ASSIGNED TASK: Copy out all lines of the listing below that hold "query".

THE INPUT:
====================

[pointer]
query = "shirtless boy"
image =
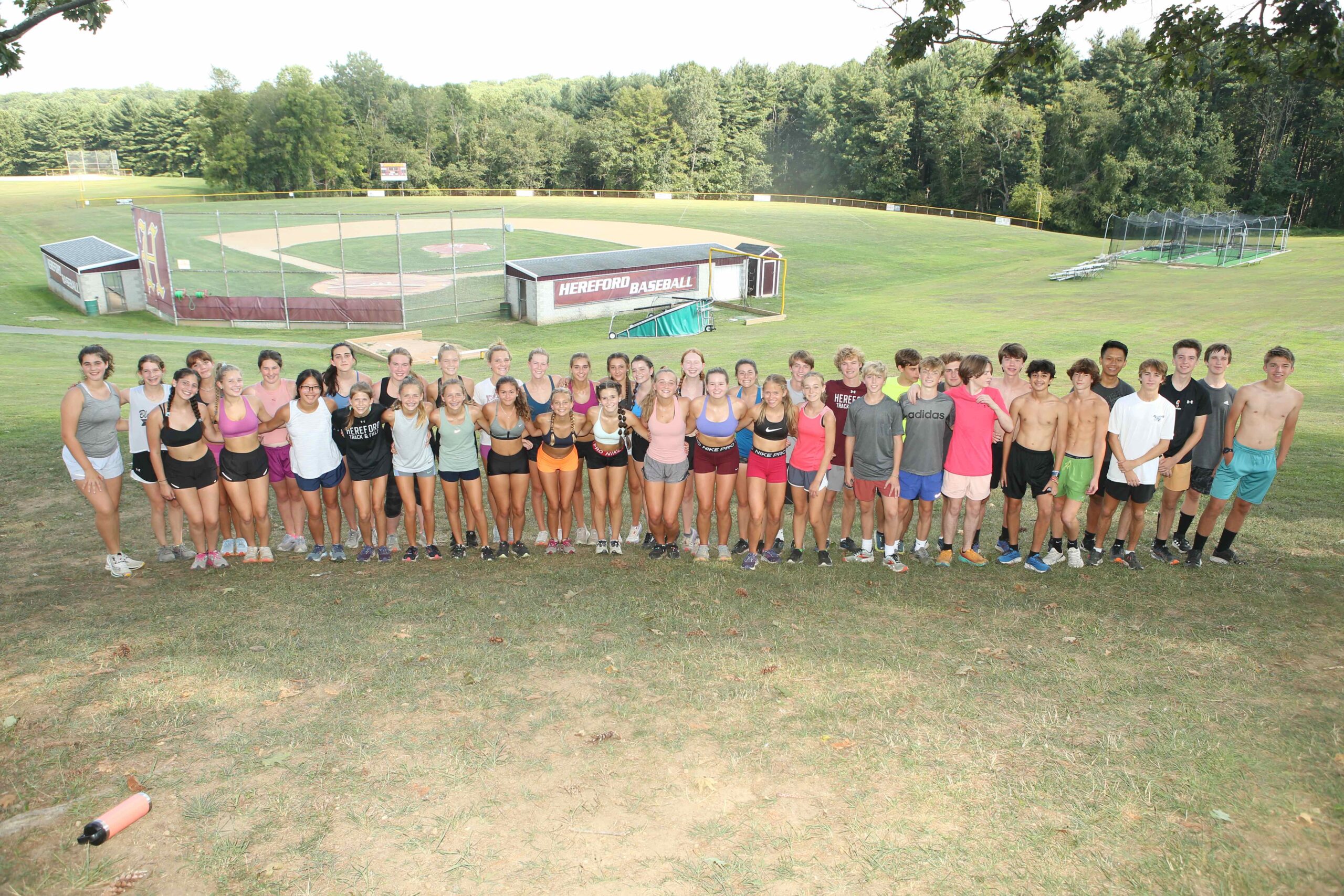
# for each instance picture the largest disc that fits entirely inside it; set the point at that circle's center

====================

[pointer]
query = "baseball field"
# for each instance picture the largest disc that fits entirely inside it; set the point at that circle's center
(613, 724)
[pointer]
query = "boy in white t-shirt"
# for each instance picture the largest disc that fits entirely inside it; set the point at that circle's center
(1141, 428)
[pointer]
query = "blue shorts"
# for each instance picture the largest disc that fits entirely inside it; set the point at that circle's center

====================

RESPONSE TO THE EXERCISE:
query = "shirtless boy"
query = "baseball field"
query = "boy in white t-shirt"
query = "blue shorts"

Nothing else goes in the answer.